--- What to produce ---
The reply must reproduce each line below exactly.

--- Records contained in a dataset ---

::::

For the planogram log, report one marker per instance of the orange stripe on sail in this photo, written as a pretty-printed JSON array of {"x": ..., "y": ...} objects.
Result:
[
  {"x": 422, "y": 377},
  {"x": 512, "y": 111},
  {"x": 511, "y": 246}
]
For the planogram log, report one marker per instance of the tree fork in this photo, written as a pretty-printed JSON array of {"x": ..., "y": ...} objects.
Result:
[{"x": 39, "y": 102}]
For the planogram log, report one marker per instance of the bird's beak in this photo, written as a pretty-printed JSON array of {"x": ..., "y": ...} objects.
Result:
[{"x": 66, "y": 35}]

::::

--- Result ---
For the planogram log, report one marker per instance of the orange stripe on sail in this photo, written as a pretty-printed JSON array of {"x": ..., "y": ...} objects.
Result:
[
  {"x": 422, "y": 377},
  {"x": 512, "y": 111},
  {"x": 511, "y": 246}
]
For the planogram log, report one marker per instance of the tree fork in this photo, written as a pretty-printed JSON array of {"x": ..., "y": ...} objects.
Result:
[{"x": 39, "y": 102}]
For the planogram log, report one marker per instance of the bird's beak in this photo, written as a pretty-printed JSON array of {"x": ..., "y": ...} objects.
Result:
[{"x": 66, "y": 35}]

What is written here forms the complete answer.